## SHORT PROBLEM
Add 30 to each coordinate in the answers, and write out again everything from the line containing "Tag the black cycling" down to the last of the lines below, requests included and nothing else.
— START RAW RECORDS —
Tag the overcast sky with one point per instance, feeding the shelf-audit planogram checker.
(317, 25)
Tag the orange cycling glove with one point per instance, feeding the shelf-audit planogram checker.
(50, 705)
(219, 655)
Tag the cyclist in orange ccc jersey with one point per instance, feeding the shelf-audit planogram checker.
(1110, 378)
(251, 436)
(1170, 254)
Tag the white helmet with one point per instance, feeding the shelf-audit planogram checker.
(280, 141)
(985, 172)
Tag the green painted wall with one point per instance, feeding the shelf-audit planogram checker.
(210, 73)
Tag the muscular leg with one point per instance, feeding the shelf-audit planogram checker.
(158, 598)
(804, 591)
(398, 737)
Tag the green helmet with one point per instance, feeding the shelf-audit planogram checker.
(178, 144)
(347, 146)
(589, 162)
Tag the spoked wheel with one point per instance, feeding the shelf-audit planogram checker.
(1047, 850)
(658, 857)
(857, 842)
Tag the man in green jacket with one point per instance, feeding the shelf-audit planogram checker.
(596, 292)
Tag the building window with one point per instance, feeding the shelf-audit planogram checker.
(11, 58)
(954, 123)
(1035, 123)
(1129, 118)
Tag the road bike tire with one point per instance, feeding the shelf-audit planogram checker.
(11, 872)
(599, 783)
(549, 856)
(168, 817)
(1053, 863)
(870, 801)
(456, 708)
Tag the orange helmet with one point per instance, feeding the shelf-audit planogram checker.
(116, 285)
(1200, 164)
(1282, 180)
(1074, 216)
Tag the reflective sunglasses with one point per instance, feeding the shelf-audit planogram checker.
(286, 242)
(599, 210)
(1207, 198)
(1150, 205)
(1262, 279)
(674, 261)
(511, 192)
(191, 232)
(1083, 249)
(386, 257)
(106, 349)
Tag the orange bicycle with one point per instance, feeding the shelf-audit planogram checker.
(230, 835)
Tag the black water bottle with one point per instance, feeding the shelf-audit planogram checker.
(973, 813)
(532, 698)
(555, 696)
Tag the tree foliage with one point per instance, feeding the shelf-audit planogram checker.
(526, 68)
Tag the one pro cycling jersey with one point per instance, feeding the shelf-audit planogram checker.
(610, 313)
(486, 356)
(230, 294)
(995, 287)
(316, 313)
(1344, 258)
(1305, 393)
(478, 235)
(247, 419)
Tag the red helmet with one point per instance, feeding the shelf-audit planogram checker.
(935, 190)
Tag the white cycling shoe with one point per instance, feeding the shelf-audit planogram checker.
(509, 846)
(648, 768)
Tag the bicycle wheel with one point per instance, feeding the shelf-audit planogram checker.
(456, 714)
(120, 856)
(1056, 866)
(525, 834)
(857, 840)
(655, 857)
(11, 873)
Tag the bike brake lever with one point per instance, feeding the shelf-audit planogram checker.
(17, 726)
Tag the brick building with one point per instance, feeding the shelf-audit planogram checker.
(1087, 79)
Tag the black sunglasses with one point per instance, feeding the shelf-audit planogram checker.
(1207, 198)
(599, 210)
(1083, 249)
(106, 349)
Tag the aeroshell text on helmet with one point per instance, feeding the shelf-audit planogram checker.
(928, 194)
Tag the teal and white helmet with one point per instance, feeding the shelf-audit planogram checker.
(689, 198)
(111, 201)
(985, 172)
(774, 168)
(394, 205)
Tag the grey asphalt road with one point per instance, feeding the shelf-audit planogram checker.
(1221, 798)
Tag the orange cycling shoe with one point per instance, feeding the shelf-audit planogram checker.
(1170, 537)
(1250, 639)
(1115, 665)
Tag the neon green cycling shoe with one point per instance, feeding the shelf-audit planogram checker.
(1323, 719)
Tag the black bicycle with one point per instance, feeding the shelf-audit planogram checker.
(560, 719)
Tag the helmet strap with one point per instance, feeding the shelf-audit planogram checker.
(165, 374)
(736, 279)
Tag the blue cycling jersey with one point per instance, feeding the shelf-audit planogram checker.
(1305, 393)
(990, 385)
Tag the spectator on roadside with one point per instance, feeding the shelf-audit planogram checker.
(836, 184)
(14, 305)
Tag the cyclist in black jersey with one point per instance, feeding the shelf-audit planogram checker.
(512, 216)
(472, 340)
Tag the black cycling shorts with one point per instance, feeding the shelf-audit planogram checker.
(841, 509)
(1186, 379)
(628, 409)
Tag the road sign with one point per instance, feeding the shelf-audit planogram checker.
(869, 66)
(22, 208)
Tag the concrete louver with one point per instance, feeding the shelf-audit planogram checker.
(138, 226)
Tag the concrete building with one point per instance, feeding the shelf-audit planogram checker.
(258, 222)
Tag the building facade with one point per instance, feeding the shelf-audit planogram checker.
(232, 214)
— END RAW RECORDS —
## ANSWER TO THIS PROBLEM
Tag the black cycling shorts with one point per instance, feeding the shelf-audit planogram checker.
(871, 539)
(1216, 409)
(658, 439)
Tag the road sign with one point per instance, feeding the shelf-audit planogram checker.
(899, 96)
(52, 238)
Tag the concrete louver with one point per instance, feeding the shelf-audit planogram checker.
(168, 256)
Tag the concrete building with one point per instance, feeding the shelf-audit planogram checker.
(288, 252)
Tag the building facade with one point per instance, feeding the shelf-audit planogram checker.
(262, 244)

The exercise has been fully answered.